◆ **KETENTUAN TUGAS**:
Cetak tanpa perubahan bagian artikel tentang nutrisi anak mulai dari "JAKARTA - Anak-anak merupakan" sampai dengan "mempersiapkan generasi unggul.", termasuk kata-kata terakhir itu.

◆ **TEKS SUMBER**:
==========

Nutrisi Baik Pengaruhi Kecerdasan, Paling Dibutuhkan Anak 2 Tahun

ADM • Tuesday, 25 Aug 2020 - 09:36 WIB

JAKARTA - Anak-anak merupakan investasi masa depan bangsa untuk berkembang dan memiiki daya saing dengan negara lain. Untuk itu, pemenuhan nutrisi menjadi komponen penting karena sangat berperan dalam mempersiapkan generasi unggul.

Profesor Damayanti Rusli Sjarif, guru besar FKUI-RSCM menerangkan ibarat prosesor komputer, otak manusia adalah hardware, maka stimulasi adalah software-nya. Keduanya sama-sama dibutuhkan untuk mencapai pembelajaran maksimal (kecerdasan), dan sama-sama membutuhkan asupan nutrisi yang baik.

“Intervensi nutrisi paling dibutuhkan anak berusia di bawah 2 tahun adalah protein hewani, bukan tumbuh-tumbuhan seperti daun kelor ataupun zat gizi mikro, seperti vitamin dan mineral. Pada anak, kondisi stunting akan menyebabkan perkembangan terlambat, fungsi kognitif menurun, serta kegagalan sistem imun. Sementara pada saat dewasa, dia rentan obesitas, penyakit jantung, hipertensi, osteoporosis dan penyakit degeneratif lainnya,” ujarnya, dalam keterangan pers, Kamis (13/8/2020).

Profesor Damayanti menuturkan untuk itu orangtua harus memantau tumbuh kembang anak, mencari petugas kesehatan, dan mematuhi semua tata laksana kesehatan yang berlaku. Apabila tidak sesuai dengan kurva pertumbuhan, segera ditangani dengan intervensi gizi. Salah satunya seperti Pangan Khusus Medis khusus (PPMK) sesuai dengan rekomendasi dokter, dan jangan menunggu sampai stunting.

==========

(Data penunjuk ekspresi rujukan)
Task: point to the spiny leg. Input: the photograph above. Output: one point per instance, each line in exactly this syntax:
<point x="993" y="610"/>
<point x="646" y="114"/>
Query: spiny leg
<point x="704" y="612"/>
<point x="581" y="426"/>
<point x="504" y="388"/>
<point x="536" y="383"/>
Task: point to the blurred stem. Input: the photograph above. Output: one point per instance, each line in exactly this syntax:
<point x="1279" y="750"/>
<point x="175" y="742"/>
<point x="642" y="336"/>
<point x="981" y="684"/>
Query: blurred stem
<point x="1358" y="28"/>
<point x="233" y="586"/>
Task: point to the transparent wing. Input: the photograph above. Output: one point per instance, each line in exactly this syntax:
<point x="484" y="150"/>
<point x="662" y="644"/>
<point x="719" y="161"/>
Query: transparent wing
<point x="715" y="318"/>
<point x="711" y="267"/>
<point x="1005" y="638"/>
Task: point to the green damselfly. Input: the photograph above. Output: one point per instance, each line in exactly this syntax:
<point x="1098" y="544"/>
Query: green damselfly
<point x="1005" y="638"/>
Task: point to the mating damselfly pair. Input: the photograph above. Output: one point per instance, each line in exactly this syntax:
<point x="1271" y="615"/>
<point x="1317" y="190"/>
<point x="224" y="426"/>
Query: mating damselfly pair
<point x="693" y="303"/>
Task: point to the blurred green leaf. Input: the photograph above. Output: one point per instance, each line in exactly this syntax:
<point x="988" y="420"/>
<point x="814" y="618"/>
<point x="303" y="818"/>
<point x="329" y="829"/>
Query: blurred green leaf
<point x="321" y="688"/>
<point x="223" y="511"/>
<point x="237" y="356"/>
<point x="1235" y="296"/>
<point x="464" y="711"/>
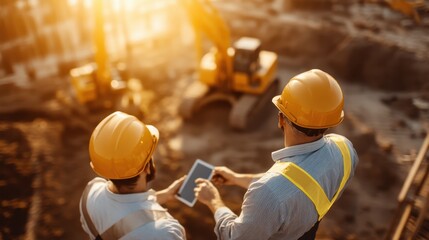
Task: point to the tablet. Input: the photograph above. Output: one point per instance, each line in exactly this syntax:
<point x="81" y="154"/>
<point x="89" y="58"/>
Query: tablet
<point x="186" y="193"/>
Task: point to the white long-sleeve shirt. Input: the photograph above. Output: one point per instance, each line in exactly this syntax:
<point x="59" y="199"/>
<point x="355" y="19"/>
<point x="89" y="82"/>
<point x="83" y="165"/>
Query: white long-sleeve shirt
<point x="107" y="208"/>
<point x="273" y="207"/>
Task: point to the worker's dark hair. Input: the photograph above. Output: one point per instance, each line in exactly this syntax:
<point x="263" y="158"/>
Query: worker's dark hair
<point x="128" y="182"/>
<point x="309" y="131"/>
<point x="132" y="182"/>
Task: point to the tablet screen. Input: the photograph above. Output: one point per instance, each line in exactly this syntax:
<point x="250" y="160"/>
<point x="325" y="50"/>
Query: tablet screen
<point x="200" y="169"/>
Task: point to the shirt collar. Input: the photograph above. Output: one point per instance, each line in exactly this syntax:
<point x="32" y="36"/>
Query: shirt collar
<point x="291" y="151"/>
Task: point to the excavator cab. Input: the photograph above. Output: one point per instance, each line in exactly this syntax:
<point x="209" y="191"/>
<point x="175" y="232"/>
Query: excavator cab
<point x="240" y="73"/>
<point x="246" y="60"/>
<point x="90" y="90"/>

==========

◆ **HASIL TUGAS**:
JAKARTA - Anak-anak merupakan investasi masa depan bangsa untuk berkembang dan memiiki daya saing dengan negara lain. Untuk itu, pemenuhan nutrisi menjadi komponen penting karena sangat berperan dalam mempersiapkan generasi unggul.